■ Set task ■
Rewrite all of the lines below, including the requests, and add 11 to every x and y coordinate in the answers.

Start of Record set

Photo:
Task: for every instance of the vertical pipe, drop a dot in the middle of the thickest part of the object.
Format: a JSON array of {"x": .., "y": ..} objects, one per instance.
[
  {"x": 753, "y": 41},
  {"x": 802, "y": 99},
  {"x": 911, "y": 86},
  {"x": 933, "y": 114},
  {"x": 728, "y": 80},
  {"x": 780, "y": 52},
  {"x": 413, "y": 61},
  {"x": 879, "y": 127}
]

End of Record set

■ Solution to the exercise ■
Photo:
Task: for every instance of the vertical pipe, drop a dot in the middle of the thickest part of the object.
Format: a JSON array of {"x": .., "y": ..} objects, one per instance.
[
  {"x": 764, "y": 52},
  {"x": 813, "y": 110},
  {"x": 922, "y": 97},
  {"x": 944, "y": 125},
  {"x": 739, "y": 91},
  {"x": 791, "y": 63},
  {"x": 424, "y": 72},
  {"x": 890, "y": 138}
]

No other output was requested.